(Instructions for the task)
Reproduce the data from the line with "Put a point on the wooden bowl, one" up to and including the line with "(388, 1187)", changing every "wooden" to "bamboo" and leaving everything else unchanged.

-- Start Information supplied --

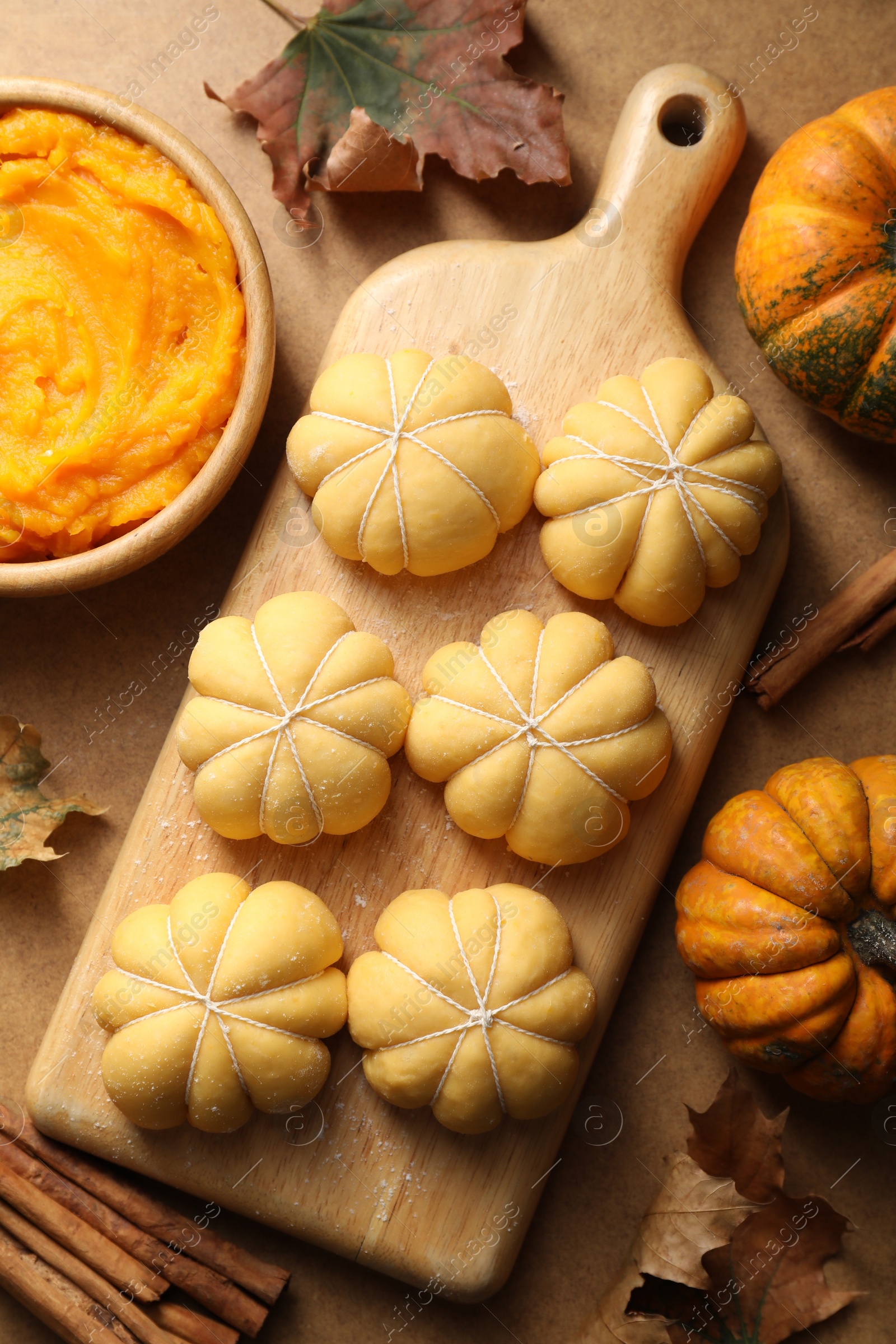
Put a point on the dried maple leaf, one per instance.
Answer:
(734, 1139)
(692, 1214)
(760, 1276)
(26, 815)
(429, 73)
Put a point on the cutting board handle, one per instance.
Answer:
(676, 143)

-- End Information supplied --
-- Start Information supplied --

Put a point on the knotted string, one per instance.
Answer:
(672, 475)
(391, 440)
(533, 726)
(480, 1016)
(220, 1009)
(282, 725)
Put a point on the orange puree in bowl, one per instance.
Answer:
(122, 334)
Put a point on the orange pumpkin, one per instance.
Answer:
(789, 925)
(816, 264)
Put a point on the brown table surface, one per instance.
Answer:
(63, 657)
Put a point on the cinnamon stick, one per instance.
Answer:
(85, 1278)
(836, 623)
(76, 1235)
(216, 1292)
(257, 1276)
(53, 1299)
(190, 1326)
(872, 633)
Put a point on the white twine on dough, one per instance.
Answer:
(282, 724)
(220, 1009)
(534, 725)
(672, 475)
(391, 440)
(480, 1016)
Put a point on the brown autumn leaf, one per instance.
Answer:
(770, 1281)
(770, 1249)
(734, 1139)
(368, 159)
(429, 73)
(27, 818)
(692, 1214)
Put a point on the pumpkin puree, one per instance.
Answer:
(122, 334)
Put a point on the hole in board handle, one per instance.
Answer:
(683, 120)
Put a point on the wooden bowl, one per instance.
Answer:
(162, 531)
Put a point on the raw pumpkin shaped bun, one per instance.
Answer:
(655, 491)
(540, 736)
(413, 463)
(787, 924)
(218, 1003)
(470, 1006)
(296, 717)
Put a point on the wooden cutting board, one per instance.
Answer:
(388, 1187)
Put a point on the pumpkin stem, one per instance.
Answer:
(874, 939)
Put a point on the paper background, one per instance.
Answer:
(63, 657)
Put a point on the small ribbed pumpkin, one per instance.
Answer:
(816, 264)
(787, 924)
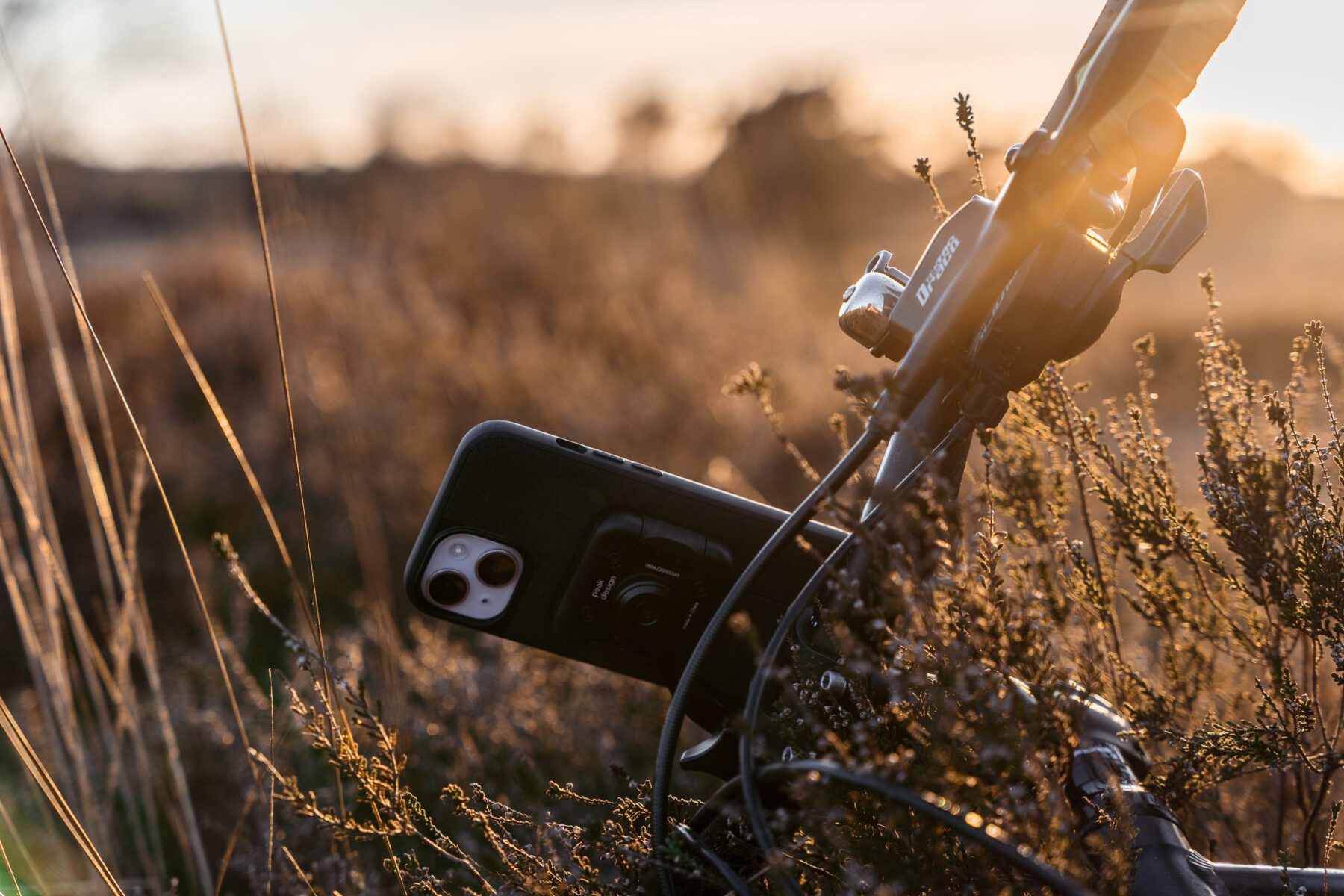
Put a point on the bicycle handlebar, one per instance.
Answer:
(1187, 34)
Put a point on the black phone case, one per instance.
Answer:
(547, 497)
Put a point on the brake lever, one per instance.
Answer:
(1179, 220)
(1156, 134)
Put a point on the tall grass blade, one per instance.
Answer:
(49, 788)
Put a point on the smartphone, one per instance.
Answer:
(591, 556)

-- End Information supplied --

(Result for this exercise)
Put a point on the bamboo bowl, one per instance.
Answer:
(162, 531)
Put a point on the raw pumpkin shaped bun, one per instance.
Answer:
(655, 491)
(540, 736)
(413, 463)
(787, 924)
(218, 1003)
(470, 1006)
(296, 717)
Put a point on the bamboo cutting board, one per instance.
Answer:
(388, 1187)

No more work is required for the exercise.